**GIVEN EXERCISE**
Reproduce, with no changes, the part of the listing below that begins with the line containing "evergreen tree in the photo above." and runs to the end of the listing, both ends included.

**GIVEN DATA**
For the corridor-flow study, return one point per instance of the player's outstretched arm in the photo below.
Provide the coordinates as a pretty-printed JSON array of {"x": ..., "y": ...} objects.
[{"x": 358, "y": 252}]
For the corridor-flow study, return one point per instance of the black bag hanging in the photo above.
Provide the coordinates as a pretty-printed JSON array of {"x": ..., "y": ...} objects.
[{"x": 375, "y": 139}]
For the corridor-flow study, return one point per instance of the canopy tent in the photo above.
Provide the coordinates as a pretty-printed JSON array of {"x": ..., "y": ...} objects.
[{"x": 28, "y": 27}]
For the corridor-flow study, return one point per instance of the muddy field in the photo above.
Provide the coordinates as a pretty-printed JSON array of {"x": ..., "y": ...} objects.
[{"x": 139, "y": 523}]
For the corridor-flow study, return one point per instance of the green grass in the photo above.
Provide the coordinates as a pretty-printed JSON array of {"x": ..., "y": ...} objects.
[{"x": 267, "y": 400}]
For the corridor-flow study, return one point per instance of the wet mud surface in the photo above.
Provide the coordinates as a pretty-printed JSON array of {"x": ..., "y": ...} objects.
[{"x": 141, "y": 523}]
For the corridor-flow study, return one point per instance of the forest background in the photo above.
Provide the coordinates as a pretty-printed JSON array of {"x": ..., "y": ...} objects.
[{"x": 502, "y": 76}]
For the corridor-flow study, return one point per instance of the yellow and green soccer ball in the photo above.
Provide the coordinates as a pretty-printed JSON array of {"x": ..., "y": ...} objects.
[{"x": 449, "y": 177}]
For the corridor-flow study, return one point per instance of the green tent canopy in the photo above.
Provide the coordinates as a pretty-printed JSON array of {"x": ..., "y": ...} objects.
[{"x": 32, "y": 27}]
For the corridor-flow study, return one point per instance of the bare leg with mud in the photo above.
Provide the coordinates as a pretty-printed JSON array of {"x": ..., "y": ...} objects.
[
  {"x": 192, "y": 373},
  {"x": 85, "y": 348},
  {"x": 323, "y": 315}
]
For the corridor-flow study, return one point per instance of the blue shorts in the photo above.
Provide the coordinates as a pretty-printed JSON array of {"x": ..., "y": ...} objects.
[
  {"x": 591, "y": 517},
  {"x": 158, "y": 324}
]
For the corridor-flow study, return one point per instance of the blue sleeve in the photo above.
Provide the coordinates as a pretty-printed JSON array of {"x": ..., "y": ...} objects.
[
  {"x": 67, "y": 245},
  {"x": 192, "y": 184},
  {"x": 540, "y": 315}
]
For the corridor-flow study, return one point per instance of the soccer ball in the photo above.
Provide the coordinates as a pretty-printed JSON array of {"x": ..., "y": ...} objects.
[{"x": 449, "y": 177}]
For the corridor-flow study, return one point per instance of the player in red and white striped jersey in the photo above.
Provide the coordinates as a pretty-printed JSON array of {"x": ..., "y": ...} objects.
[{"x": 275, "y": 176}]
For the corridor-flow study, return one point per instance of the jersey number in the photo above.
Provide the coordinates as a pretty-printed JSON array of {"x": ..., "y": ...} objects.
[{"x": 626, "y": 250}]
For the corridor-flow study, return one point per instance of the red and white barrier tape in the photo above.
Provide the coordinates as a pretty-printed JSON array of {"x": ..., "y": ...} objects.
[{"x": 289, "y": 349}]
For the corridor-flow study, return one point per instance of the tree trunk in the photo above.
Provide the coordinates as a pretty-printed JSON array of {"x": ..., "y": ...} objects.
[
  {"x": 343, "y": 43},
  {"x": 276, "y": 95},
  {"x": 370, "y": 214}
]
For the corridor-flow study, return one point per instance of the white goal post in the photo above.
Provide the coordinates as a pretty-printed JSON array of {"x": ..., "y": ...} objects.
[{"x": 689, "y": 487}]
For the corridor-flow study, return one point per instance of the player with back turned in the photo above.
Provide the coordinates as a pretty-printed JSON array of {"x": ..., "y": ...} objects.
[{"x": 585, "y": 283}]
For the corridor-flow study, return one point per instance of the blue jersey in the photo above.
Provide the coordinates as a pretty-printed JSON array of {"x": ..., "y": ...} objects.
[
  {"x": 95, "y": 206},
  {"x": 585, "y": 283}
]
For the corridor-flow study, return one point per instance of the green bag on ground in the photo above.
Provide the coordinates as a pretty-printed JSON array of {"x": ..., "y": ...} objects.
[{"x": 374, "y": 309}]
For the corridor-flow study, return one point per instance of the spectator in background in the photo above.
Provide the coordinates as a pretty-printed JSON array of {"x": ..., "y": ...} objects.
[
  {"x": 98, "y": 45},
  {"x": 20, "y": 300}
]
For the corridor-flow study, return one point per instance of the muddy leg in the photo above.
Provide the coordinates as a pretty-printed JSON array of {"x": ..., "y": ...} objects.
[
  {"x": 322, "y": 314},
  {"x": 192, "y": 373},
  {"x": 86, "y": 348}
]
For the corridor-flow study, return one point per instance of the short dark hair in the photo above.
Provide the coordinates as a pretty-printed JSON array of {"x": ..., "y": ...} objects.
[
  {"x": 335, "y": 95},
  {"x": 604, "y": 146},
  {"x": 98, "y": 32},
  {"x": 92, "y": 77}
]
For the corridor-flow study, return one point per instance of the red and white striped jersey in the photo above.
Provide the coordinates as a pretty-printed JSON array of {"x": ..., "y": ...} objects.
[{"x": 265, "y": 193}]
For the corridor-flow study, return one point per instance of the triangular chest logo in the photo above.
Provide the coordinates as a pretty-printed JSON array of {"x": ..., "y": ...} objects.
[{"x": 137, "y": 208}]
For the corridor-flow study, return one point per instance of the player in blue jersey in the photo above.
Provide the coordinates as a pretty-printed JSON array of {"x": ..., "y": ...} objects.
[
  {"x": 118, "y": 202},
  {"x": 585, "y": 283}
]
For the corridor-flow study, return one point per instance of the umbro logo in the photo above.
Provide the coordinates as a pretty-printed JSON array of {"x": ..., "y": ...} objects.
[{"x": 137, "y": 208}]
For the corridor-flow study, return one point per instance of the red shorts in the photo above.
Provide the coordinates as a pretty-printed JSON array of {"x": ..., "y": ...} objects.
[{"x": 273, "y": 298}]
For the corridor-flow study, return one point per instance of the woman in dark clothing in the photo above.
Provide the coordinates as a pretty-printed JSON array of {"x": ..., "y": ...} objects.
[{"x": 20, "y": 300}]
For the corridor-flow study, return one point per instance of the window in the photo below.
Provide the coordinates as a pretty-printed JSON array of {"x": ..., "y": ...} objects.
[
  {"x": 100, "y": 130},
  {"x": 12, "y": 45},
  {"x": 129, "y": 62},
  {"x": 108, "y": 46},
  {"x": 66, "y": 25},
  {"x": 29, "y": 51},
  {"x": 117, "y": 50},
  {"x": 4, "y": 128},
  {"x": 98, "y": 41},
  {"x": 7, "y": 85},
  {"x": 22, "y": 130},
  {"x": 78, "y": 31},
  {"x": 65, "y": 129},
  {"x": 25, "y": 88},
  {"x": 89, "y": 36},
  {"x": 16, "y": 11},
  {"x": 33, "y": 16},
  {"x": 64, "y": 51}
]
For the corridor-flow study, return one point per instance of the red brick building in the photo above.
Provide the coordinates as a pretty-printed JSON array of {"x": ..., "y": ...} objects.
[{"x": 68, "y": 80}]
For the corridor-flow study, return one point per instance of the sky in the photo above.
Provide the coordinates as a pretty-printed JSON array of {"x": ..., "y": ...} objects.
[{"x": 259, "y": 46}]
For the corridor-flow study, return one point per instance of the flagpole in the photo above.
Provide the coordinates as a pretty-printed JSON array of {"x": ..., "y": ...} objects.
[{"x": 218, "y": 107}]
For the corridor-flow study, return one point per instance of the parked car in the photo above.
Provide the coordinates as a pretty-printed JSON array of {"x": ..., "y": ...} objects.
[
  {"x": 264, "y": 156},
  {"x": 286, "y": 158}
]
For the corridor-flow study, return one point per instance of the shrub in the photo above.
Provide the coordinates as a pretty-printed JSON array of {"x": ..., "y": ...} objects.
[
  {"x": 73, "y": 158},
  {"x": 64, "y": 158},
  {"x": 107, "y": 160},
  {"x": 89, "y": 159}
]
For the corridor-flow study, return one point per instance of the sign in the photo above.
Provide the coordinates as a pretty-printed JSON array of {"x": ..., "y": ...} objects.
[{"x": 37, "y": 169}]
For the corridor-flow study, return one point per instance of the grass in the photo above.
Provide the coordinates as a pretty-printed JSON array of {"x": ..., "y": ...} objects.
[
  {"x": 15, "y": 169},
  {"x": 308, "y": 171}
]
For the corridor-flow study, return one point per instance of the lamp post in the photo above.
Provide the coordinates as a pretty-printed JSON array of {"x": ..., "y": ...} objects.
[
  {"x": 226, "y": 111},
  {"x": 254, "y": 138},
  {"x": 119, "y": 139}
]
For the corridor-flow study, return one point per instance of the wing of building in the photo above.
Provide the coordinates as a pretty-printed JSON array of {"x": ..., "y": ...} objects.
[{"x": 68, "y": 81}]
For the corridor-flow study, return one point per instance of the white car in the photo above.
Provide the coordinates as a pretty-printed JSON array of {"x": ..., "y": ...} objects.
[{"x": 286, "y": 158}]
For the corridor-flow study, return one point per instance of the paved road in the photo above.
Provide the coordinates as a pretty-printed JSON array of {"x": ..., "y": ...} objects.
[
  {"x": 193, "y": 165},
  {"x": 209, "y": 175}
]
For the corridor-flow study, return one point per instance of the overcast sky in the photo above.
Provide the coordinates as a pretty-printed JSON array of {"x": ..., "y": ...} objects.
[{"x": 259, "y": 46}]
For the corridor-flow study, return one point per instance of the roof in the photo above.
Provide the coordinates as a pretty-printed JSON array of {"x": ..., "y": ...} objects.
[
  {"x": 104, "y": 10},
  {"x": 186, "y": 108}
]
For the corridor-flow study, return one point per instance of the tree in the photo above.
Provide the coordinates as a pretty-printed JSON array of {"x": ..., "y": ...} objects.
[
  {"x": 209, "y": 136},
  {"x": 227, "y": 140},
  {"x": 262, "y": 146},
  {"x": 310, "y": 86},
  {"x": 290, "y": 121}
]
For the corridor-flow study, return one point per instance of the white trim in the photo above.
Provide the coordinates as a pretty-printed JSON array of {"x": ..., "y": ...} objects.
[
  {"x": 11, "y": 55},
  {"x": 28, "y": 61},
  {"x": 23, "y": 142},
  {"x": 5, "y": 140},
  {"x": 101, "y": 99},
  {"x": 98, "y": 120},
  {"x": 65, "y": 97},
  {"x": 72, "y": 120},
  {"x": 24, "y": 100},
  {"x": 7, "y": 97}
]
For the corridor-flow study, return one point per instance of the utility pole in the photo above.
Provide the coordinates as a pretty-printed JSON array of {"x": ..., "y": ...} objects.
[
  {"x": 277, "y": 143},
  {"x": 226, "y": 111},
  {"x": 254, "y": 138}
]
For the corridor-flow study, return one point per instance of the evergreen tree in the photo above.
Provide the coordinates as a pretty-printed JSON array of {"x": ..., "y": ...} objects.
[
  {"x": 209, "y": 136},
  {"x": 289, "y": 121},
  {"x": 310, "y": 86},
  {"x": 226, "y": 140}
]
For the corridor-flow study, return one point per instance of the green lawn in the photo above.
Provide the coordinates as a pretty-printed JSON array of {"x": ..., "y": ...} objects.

**SOLUTION FOR THIS TASK**
For the corridor-flow study, return one point per instance of the evergreen tree in the photo above.
Provide the coordinates as a pretty-printed JSON array of {"x": ..., "y": ...} objects.
[
  {"x": 209, "y": 136},
  {"x": 289, "y": 121},
  {"x": 310, "y": 86},
  {"x": 226, "y": 140}
]
For the corridor-flow study, return one point per instance of the green lawn in the photo above.
Provide the coordinates as a pretty-printed JSON array of {"x": ..., "y": ...} objects.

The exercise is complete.